# [ВЫБРАННЫЙ ОТРЫВОК]
=======

Скажем, Пелопоннесская война закончилась победой Спарты не потому, что её жители с раннего детства тренировались для войны – демократические Афины явили ничуть не меньшую воинскую доблесть, а союзников вокруг них сплотилось куда больше. Но Афины, сжатые сравнительно малой – ради надёжности обороны – крепостной стеной, оказались поражены жестокой болезнью (её традиционно зовут чумой, хотя клиническая картина, дошедшая до нас в письменных источниках той поры, не имеет с нынешней чумой ничего общего). Спартанцы же, ради демонстрации веры в собственные силы занявшие под город больше места, остались здоровы.

Словом, концентрация – как и интенсификация – может быть удобна человеку. Но явно нежелательна человечеству. Ибо количество всегда переходит в качество. И если количество чего бы то ни было оказывается избыточным, качество неизменно становится нежелательным.

Интенсификация всего сельского хозяйства США, так поразившая Хрущёва, обеспечивалась не только монокультурой. Не меньшую роль играла безотходность производства. Хрущёв был в полном восторге от мощных установок, перемалывающих в муку перья, кости, а то и целые тушки павших животных и птиц. Мука добавлялась в корма для тех же птиц и животных. Как говорили на легендарных чикагских бойнях, в дело шло всё, кроме предсмертного визга.

Конечно, по ходу переработки мука прогревалась достаточно сильно, чтобы никакие бактерии – или даже вирусы – в ней не выживали. Потому, собственно, и шли в дело трупы, поражённые любыми болезнями: мол, такая обработка любую заразу остановит.

Увы, природа в очередной раз оказалась изобретательнее человеческой фантазии. У неё в запасе оказался ещё один вид заразы, не опасающийся высоких температур. Прионы – короткие белковые цепочки, служащие матрицами для деформации других белковых молекул, – при нагреве не разрушаются.

Правда, прионы не могут использовать всё многообразие отработанных эволюцией способов размножения сложных молекул. Поэтому болезни, порождённые ими, развиваются годами и даже десятилетиями. Не зря они получили название медленных инфекций.

=======

# [ПРЕДСТАВЛЕННЫЕ ДАННЫЕ]
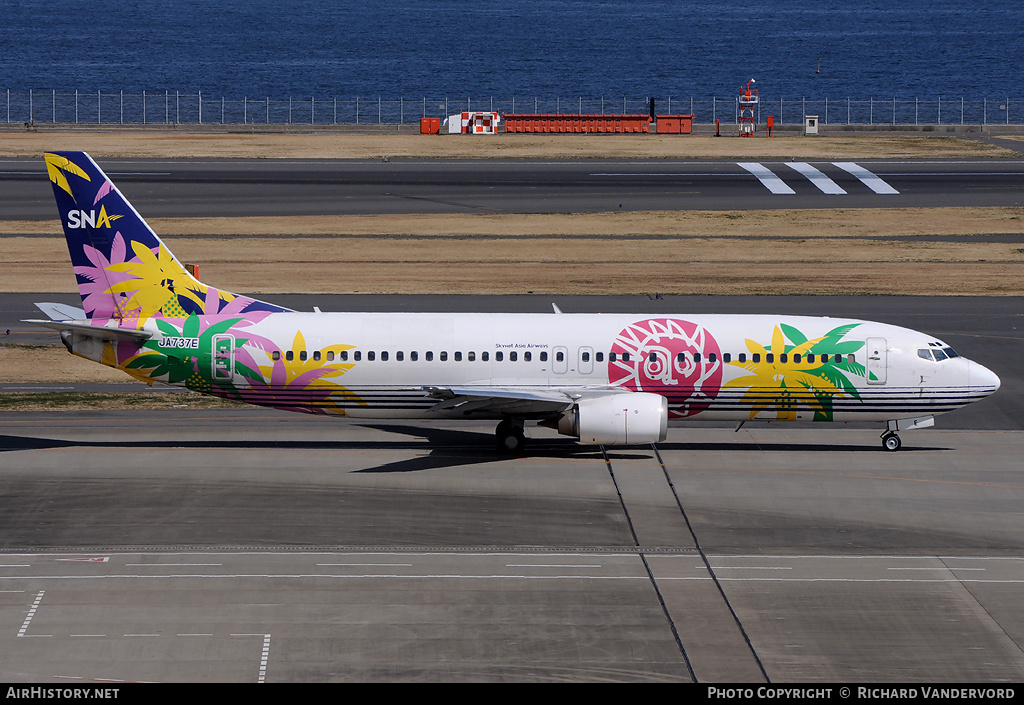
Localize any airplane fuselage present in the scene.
[66,313,998,421]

=======

# [ЗАДАНИЯ]
- A) Какое название, согласно отрывку, получили болезни, порождаемые прионами?
- B) Продолжите отрывок о прионах и интенсификации сельского хозяйства, начиная сразу после его последнего предложения.

# [ОЖИДАЕМЫЕ ОТВЕТЫ]
- A) Медленные инфекции.

- B)
Увы, прионная природа некоторых инфекций оказалась выявлена слишком поздно. Уже после того, как мозги сотен тысяч голов крупного рогатого скота оказались поражены коровьим бешенством – размягчением мозга (и прежде всего – двигательных отделов, что заставляет животное чуть ли не танцевать, чтобы удержать равновесие). И, между прочим, после того, как деликатесами из этих голов полакомились многие миллионы человек. А когда механизм развития болезни прояснился, учёные пришли к выводу: болезнь Крёйтцфельдта–Якоба, разрушающая мозг человека, вызывается теми же прионами – значит, ею можно заразиться от бешеной коровы. Даже после кулинарной обработки.

Правда, когда всё это стало ясно, немедленно последовали жёсткие – и даже эффективные – меры. Малейший намёк на заболевание становился причиной уничтожения целых стад – в том числе и ценнейших элитных пород. Многомиллиардные убытки удалось компенсировать изощрёнными финансовыми механизмами. Умный человек всегда найдёт выход из положения – даже такого тяжёлого и сложного, что мудрый туда ни за что не попадёт.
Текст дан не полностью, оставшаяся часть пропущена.